MISE EN PRATIQUE>
(a) Dans le texte sur la diffusion de la presse, quelles familles de presse magazine affichent un bilan positif de diffusion payée en 2005 ?
(b) Filtrez les enregistrements : quelles lignes contiennent la chaîne "rough" ? Recopiez chacune d'elles en tenant compte de la casse.

TEXTE DE L'EXERCICE>

= = = = = = =

Bilan

Description

Le papier a-t-il encore de beaux jours devant lui ? Les éditeurs de presse, qui se réuniront le 2 juin à Paris pour le 16e Observatoire de l'écrit de l'OJD, ne pourront éluder la question. Les chiffres d'évolution de l'OJD témoignent d'une érosion continue de la presse payante depuis 2001. Avec, pour faits nouveaux en 2005, une accentuation de la tendance baissière des diffusions de la presse grand public (un recul de l'ordre de 2 % par rapport à 2004) et, de façon plus inédite, de la presse magazine (-2,8 %). Alors que la presse quotidienne poursuit sa décrue au même rythme que l'an dernier (-1,6 %), les magazines constatent en effet un déclin significatif de leur diffusion en 2005, alors que la stagnation prévalait lors des quatre années précédentes, après une forte hausse entre 1997 et 2000. En cause : les abonnements, qui ont pour la première fois tendance à baisser alors que les ventes au numéro continuent de s'éroder. L'état de santé des vingt et une familles de presse magazine parle de lui-même puisque seules quatre d'entre elles sont en mesure d'afficher des bilans positifs en termes de diffusion payée en 2005 : la cuisine (+17,6%), les people (+5,8%), les titres économiques et financiers (+3,8%) et l'actualité générale (+2,6%). À l'inverse, des thématiques comme les masculins (-12,5 %), l'auto-moto (-9,5 %), les adolescents (-9,1 %) ou les sciences (-8,6 %) connaissent de sévères baisses de diffusion. Revue de détail des principales familles pour une année 2005 de diffusion papier qui a vu nombre d'éditeurs (Emap, Hachette Filipacchi Médias) amorcer un virage numérique sur Internet ou même le téléphone.

Quotidiens nationaux : -1,9 %

Dans l'espoir de freiner la baisse rémanente de leur diffusion, Le Figaro et Le Monde ont tous deux lancé une nouvelle formule, respectivement en octobre et novembre 2005. L'effet, qui ne sera pleinement visible qu'en 2006, se mesure déjà pour l'an dernier, avec une érosion moins forte qu'en 2004 : -1,35 % pour le quotidien de Serge Dassault, qui passe à 325 289 exemplaires payés en France, et --3,04 % pour celui de Jean-Marie Colombani, qui se retrouve sur la troisième marche du podium avec 320 704 exemplaires. L'Équipe, toujours premier quotidien en termes de diffusion France payée (341 052 ex.), accuse lui aussi le coup (-3,97 %) après une année 2004 faste. Il faut dire que la presse quotidienne nationale dans son ensemble vit une chute globale de sa diffusion (-1,9 %). Sur tous les titres payants de cette famille, quatre seulement sont en hausse, la palme étant détenue par L'Humanité, qui franchit la barre des 50 000 exemplaires et passe ainsi devant France Soir, à l'agonie depuis sa mise en redressement judiciaire. L'année 2005 a aussi été marquée par la grève la plus longue de l'histoire de Libération. Avec l'entrée dans son capital d'Édouard de Rothschild, le quotidien, qui a perdu quelque 3 000 exemplaires (-2,15 %), a été prié de réduire ses dépenses, notamment en réalisant un plan de départs volontaires. Il attend un retour aux bénéfices pour l'année 2007. La presse gratuite d'information, qui a fait son entrée dans l'étude d'audience Epiq, continue pour sa part sa percée auprès des lecteurs... et des annonceurs.

= = = = = = =

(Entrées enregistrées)
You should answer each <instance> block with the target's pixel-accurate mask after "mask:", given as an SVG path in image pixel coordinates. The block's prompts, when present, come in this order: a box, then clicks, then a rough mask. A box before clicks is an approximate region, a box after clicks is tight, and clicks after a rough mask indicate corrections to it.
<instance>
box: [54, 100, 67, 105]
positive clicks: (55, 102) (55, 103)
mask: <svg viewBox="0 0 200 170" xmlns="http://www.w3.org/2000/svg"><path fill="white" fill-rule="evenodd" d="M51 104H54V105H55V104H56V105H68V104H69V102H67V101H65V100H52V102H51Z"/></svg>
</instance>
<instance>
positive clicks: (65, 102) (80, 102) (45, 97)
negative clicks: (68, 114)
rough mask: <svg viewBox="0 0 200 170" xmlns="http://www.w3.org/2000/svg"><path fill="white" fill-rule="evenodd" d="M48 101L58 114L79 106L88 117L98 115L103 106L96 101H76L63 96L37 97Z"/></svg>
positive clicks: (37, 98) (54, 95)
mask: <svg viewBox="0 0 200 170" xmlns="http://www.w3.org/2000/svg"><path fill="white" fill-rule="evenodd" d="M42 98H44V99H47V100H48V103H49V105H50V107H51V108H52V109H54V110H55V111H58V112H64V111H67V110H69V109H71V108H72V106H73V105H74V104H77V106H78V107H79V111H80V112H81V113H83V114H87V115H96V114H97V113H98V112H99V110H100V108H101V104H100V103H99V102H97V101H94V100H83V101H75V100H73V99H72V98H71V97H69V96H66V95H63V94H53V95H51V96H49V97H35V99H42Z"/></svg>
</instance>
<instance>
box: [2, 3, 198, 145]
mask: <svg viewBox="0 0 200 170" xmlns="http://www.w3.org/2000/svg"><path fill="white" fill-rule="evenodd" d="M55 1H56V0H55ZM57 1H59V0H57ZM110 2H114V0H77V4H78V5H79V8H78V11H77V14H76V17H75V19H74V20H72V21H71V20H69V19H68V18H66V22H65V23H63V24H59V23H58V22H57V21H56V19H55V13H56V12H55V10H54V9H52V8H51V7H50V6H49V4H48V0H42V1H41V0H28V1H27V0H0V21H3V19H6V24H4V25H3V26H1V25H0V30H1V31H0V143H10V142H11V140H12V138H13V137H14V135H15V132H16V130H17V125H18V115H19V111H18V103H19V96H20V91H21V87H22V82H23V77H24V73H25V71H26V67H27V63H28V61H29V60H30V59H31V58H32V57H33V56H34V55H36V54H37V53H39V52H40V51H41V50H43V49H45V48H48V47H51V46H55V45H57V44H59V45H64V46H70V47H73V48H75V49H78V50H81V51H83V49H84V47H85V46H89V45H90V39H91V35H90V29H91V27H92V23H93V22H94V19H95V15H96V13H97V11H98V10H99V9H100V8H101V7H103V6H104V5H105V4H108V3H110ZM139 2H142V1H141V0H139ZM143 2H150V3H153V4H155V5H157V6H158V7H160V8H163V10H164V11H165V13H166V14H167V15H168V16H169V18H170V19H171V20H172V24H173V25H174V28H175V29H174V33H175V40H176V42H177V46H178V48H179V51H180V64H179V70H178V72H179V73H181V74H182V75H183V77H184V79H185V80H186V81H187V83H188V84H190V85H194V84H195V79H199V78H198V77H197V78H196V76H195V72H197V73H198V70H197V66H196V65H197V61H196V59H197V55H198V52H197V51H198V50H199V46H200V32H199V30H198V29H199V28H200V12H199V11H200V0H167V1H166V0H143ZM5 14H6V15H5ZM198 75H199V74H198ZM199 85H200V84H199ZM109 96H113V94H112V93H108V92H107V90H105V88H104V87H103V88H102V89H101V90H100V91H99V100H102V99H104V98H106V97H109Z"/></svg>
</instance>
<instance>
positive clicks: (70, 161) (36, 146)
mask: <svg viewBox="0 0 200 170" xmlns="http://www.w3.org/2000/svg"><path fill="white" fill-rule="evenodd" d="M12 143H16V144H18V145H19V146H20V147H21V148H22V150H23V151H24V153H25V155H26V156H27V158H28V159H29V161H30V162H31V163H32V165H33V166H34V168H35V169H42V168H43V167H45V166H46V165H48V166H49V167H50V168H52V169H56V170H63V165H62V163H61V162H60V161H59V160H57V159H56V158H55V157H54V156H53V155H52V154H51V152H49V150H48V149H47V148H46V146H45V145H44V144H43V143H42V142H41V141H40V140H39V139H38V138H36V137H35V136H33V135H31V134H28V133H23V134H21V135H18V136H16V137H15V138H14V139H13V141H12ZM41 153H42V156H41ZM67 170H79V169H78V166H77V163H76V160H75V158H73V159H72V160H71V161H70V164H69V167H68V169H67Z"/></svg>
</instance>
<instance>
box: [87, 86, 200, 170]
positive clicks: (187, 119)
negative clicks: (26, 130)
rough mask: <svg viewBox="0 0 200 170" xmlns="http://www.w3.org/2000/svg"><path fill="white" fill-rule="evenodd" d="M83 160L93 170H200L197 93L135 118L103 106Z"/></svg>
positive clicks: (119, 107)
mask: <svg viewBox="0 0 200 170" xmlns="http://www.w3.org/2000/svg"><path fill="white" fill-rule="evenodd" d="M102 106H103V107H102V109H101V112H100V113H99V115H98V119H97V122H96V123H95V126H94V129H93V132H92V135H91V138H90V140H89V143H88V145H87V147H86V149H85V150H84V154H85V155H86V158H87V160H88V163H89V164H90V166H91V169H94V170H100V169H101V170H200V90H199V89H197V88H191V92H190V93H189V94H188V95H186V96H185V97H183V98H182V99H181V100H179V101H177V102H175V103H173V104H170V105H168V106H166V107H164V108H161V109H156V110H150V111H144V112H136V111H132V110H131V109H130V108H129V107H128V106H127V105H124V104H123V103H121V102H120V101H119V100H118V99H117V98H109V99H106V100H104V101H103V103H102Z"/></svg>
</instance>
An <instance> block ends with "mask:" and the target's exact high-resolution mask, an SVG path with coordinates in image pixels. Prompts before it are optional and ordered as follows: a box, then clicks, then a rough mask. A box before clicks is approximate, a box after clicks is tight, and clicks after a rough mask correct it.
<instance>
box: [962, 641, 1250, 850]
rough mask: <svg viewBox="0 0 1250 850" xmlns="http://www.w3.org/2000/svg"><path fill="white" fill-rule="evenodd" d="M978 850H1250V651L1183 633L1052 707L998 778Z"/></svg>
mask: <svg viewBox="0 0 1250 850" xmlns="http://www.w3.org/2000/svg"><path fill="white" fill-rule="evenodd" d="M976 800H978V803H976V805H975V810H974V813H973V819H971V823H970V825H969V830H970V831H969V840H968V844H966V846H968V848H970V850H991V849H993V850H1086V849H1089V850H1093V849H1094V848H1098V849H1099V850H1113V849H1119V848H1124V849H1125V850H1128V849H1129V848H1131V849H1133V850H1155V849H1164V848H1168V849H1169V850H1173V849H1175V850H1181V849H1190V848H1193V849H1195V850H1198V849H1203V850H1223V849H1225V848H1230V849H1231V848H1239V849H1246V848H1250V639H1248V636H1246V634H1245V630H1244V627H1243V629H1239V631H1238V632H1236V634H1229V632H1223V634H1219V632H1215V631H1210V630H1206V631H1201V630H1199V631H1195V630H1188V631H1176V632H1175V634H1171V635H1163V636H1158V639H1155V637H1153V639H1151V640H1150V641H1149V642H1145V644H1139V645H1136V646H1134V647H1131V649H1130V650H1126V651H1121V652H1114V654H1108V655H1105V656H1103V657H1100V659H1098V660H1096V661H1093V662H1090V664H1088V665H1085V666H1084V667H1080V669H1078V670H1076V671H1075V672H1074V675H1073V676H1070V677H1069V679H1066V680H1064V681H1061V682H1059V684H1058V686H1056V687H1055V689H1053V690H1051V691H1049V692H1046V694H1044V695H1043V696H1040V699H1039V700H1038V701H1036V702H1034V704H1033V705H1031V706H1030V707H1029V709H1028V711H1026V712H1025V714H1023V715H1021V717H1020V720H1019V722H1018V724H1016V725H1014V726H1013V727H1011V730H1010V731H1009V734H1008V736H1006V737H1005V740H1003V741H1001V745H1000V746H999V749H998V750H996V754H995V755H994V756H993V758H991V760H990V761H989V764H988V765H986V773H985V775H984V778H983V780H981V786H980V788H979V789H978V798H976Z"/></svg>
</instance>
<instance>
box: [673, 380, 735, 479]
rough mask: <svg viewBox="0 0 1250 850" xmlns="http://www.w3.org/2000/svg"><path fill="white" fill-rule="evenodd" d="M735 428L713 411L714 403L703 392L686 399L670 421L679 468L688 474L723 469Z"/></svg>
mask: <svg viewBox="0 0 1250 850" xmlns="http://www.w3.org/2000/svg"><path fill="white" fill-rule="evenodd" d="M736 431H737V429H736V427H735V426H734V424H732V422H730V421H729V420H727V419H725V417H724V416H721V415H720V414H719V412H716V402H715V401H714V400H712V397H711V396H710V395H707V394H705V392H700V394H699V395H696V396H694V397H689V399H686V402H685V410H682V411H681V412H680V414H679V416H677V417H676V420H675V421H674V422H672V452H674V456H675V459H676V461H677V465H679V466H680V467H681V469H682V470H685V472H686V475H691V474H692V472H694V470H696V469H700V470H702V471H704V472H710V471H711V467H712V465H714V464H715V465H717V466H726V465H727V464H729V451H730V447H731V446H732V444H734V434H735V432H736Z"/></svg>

= = = = = = =

CORRIGÉS DÉTAILLÉS>
(a) La cuisine, les people, les titres économiques et financiers et l'actualité générale.

(b)
You should answer each <instance> block with the target's pixel-accurate mask after "mask:", given as an SVG path in image pixel coordinates. The block's prompts, when present, come in this order: a box, then clicks, then a rough mask. A box before clicks is an approximate region, a box after clicks is tight, and clicks after a rough mask indicate corrections to it.
rough mask: <svg viewBox="0 0 200 170" xmlns="http://www.w3.org/2000/svg"><path fill="white" fill-rule="evenodd" d="M48 101L58 114L79 106L88 117L98 115L103 106L96 101H76L63 96L37 97Z"/></svg>
rough mask: <svg viewBox="0 0 200 170" xmlns="http://www.w3.org/2000/svg"><path fill="white" fill-rule="evenodd" d="M83 160L93 170H200L197 93L135 118L103 106Z"/></svg>
An <instance> block ends with "mask:" and the target's exact high-resolution mask, an SVG path with coordinates in image pixels. Prompts before it are optional and ordered as follows: a box, then clicks, then a rough mask. A box before clicks is approximate, a box after clicks is tight, and clicks after a rough mask correct it.
rough mask: <svg viewBox="0 0 1250 850" xmlns="http://www.w3.org/2000/svg"><path fill="white" fill-rule="evenodd" d="M978 850H1250V651L1183 633L1052 707L998 778Z"/></svg>
rough mask: <svg viewBox="0 0 1250 850" xmlns="http://www.w3.org/2000/svg"><path fill="white" fill-rule="evenodd" d="M735 428L713 411L714 403L703 392L686 399L670 421L679 468L688 474L723 469Z"/></svg>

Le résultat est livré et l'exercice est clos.